Saved entries:
[Start of Attachment]

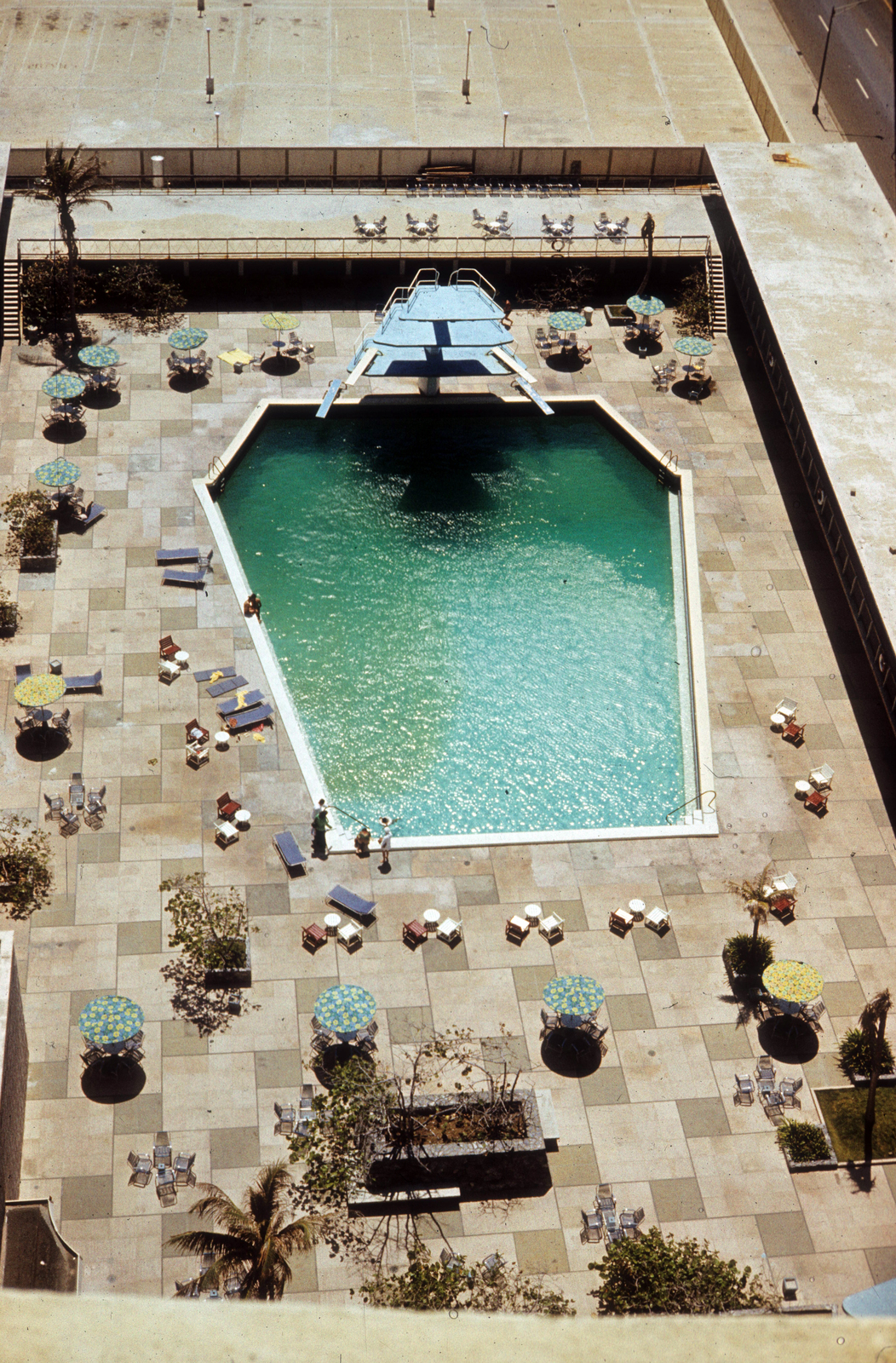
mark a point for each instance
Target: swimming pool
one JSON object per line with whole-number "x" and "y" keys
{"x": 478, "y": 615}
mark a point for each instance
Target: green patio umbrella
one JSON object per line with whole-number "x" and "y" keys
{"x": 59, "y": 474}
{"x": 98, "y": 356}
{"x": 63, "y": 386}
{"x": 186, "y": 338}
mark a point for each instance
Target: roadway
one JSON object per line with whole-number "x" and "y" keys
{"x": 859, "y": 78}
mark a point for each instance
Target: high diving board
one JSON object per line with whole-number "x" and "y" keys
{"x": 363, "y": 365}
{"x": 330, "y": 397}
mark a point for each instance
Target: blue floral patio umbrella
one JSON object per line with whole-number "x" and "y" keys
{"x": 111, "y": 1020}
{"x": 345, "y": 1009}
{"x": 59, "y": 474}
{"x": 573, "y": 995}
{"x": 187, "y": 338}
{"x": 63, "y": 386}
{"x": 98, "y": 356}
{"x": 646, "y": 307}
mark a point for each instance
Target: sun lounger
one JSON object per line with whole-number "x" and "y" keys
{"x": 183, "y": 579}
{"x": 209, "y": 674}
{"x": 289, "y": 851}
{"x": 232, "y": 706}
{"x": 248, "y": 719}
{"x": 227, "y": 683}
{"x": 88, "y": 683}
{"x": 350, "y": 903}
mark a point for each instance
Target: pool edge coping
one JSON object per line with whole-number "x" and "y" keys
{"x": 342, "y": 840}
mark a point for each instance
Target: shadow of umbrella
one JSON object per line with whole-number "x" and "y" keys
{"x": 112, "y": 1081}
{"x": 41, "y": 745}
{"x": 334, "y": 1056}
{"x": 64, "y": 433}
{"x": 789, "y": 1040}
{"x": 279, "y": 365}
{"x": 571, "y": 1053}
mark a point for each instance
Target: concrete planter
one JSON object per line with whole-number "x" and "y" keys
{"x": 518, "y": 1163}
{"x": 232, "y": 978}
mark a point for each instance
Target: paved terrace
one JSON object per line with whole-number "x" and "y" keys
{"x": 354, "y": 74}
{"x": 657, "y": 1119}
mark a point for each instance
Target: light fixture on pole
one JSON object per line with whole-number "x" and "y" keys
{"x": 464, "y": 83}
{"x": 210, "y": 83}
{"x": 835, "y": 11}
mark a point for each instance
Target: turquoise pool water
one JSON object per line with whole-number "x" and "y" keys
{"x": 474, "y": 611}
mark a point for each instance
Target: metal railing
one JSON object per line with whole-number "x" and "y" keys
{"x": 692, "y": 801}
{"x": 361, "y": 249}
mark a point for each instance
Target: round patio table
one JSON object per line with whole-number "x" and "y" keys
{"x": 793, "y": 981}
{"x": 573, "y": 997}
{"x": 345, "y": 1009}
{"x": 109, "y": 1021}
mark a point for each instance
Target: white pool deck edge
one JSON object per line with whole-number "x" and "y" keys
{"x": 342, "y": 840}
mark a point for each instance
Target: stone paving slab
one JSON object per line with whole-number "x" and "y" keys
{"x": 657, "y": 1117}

[End of Attachment]

▶ _WHAT TO PRODUCE_
Go through the entries and copy every line with "edge".

▶ _YOUR SOLUTION_
Target: pool edge coping
Target: white pool deck edge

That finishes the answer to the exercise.